[Study material — start]

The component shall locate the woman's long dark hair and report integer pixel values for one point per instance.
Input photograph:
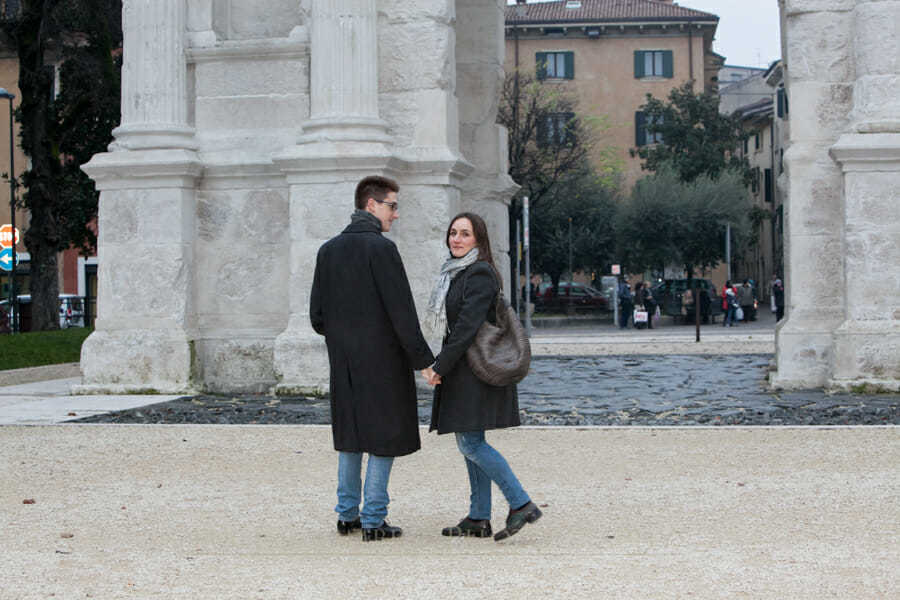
(482, 241)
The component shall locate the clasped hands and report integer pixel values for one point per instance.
(430, 376)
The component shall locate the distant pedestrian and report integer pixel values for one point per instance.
(626, 304)
(729, 304)
(778, 294)
(649, 303)
(361, 302)
(745, 299)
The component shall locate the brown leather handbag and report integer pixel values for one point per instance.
(500, 354)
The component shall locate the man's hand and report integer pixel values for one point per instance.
(430, 376)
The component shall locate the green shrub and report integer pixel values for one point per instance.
(41, 348)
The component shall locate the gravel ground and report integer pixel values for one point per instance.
(577, 391)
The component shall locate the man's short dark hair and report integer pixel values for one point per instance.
(375, 187)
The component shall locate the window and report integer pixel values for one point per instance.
(555, 65)
(556, 129)
(642, 136)
(781, 98)
(653, 63)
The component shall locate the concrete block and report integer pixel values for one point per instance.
(820, 47)
(825, 111)
(252, 112)
(234, 77)
(433, 67)
(237, 365)
(796, 7)
(270, 19)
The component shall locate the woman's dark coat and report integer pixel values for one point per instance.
(362, 304)
(462, 402)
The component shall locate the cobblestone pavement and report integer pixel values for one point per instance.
(589, 390)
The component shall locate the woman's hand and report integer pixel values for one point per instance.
(430, 376)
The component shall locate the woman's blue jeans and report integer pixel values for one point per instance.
(485, 465)
(378, 472)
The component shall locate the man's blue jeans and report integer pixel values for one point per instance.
(378, 472)
(485, 465)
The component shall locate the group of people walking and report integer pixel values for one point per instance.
(632, 304)
(362, 303)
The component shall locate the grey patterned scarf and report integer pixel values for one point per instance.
(436, 315)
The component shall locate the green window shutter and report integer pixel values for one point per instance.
(640, 132)
(668, 64)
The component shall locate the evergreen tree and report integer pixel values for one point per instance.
(60, 132)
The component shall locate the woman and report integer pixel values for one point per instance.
(464, 296)
(729, 304)
(649, 303)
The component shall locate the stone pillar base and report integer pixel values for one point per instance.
(804, 351)
(136, 361)
(867, 356)
(301, 363)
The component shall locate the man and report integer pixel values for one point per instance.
(745, 300)
(626, 303)
(361, 302)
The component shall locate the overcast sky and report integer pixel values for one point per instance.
(748, 32)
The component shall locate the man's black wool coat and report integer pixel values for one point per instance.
(361, 302)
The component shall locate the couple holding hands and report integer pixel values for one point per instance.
(361, 302)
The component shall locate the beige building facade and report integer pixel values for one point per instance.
(611, 55)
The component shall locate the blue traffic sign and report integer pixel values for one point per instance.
(6, 259)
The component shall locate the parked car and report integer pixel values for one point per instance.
(71, 311)
(670, 296)
(580, 295)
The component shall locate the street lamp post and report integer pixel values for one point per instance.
(12, 213)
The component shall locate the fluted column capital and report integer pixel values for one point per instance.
(154, 77)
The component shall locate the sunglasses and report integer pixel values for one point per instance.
(392, 205)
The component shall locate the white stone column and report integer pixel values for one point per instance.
(145, 326)
(344, 72)
(876, 92)
(154, 77)
(867, 343)
(819, 82)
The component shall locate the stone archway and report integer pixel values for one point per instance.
(842, 236)
(240, 145)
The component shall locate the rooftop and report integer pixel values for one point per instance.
(603, 11)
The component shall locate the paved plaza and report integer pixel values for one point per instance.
(231, 510)
(213, 512)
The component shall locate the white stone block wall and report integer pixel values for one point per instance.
(842, 264)
(246, 127)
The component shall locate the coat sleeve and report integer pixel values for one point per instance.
(393, 287)
(316, 314)
(478, 296)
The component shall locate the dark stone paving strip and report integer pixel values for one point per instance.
(578, 391)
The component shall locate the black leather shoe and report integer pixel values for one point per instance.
(373, 534)
(346, 527)
(517, 520)
(469, 527)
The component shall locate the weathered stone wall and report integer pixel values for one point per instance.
(220, 188)
(843, 164)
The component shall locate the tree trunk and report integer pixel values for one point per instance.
(44, 287)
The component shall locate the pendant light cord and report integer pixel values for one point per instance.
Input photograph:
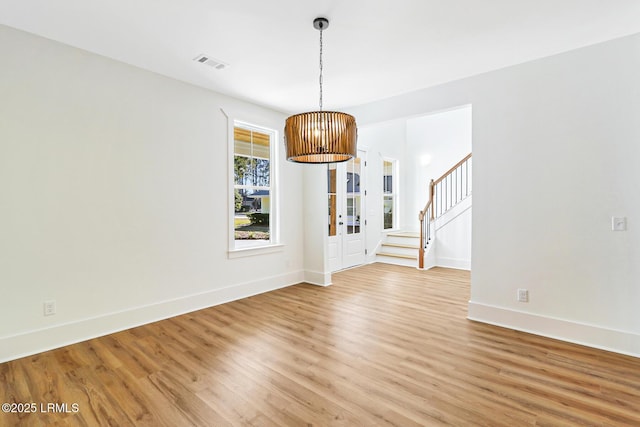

[Study material — finish]

=== What needs to be done ===
The copy you give must repeat each record character for character, but it must not include the pictures.

=== Answer area ===
The component shall locate the woman's long dark hair and report integer pixel values for one point per instance.
Input photograph:
(482, 241)
The component shall locate the clasped hands and report integer pixel values for one point per instance.
(430, 376)
The component shall locate the distant pedestrian and report integer pixel values for one point per instance.
(626, 304)
(729, 304)
(778, 294)
(649, 303)
(361, 302)
(745, 299)
The component shall locate the brown leather handbag and report integer pixel values for one point per instance.
(500, 354)
The component shall locate the man's hand and report integer pixel values for one point per instance.
(430, 376)
The component shall locate the green shrub and report integer pixel values for one point per instance.
(41, 348)
The component shall locate the gravel ground and report integer pixel values for one point per instance.
(577, 391)
The component shall locate the man's short dark hair and report integer pixel values for one point per instance.
(375, 187)
The component shall locate the window and report integer pixel values for one point per instance.
(555, 65)
(556, 129)
(642, 136)
(781, 98)
(653, 63)
The component shall locate the concrete block and report integer pixel values for one point per instance.
(820, 47)
(825, 111)
(252, 112)
(234, 77)
(433, 67)
(237, 365)
(796, 7)
(270, 19)
The component shall locate the woman's dark coat and report integer pixel values for one point per instance.
(362, 304)
(462, 402)
The component shall locate the cobblestone pavement and report integer pixel values for one point per instance.
(589, 390)
The component shall locate the woman's hand and report integer pixel values for one point per instance.
(430, 376)
The component shall locate the woman's blue jeans and report integer pixel values for one point per instance.
(485, 465)
(378, 472)
The component shall locate the man's blue jeans and report integer pixel values for one point per instance.
(378, 472)
(485, 465)
The component shall locate the group of people walking and report integer pixel values for one point per instance.
(632, 304)
(362, 303)
The component shall locate the grey patterned scarf and report integer pixel values for one point per instance.
(436, 315)
The component shall locate the green window shutter and report integer pixel values for one point per instance.
(640, 132)
(668, 64)
The component shall locate the evergreen tree and report integer pixel values for one point per instance.
(60, 132)
The component shall locate the woman and report integer pixel values for one point per instance.
(464, 296)
(729, 304)
(649, 303)
The component shall locate the stone pillar base and report integer pixel values for one point per instance.
(804, 351)
(136, 361)
(867, 356)
(301, 363)
The component shall locate the man and report integer pixel values for one point per instance.
(745, 300)
(626, 303)
(361, 302)
The component shall locate the overcast sky and report integer pixel values for one point per instance.
(748, 32)
The component shall locate the man's black wool coat and report integer pixel values for one point per instance.
(361, 302)
The component shall locate the couple holding hands and report integer pixel values for one point per instance.
(361, 302)
The component shall locate the beige building facade and report integer pixel values for one point per instance.
(611, 55)
The component shall locate the blue traffic sign and report integer pixel values for one point per instance.
(6, 259)
The component shall locate the parked car and report integer pixel values for one point per instance.
(71, 311)
(670, 296)
(580, 295)
The component shall locate the street lamp post and report integer pixel values for one point per instance.
(12, 213)
The component shall locate the fluted column capital and report integer pixel values for one point per instance.
(154, 77)
The component shall locate the sunglasses and report integer pixel values for one point per instance.
(392, 205)
The component shall locate the white stone column and report integer pixel values for one point per instance.
(145, 326)
(344, 72)
(876, 92)
(154, 77)
(867, 343)
(819, 82)
The component shall locate the stone archway and report integer pixel values for one point per instance.
(842, 236)
(240, 145)
The component shall locate the rooftop and report integer pixel values for one point per instance.
(603, 11)
The component shall locate the paved plaza and report integer pixel values for one point per instance.
(231, 510)
(213, 512)
The component shall locate the white stone block wall and report integer pixel values for one point per instance.
(842, 264)
(246, 127)
The component shall locate the coat sleeve and report integer pixel values for one point per instance.
(393, 287)
(316, 314)
(478, 296)
The component shall locate the dark stone paving strip and report integer pixel values for one point per instance.
(578, 391)
The component shall locate the black leather shoe and report integer pixel values for one point per instance.
(373, 534)
(346, 527)
(517, 520)
(469, 527)
The component shall locate the weathered stone wall and report integer pixel values for one point per instance.
(220, 188)
(843, 164)
The component shall locate the tree trunk and report integer pixel values for one point per instance.
(44, 287)
The component shall locate the pendant light cord and report integer pixel values for one point per instance.
Input photograph:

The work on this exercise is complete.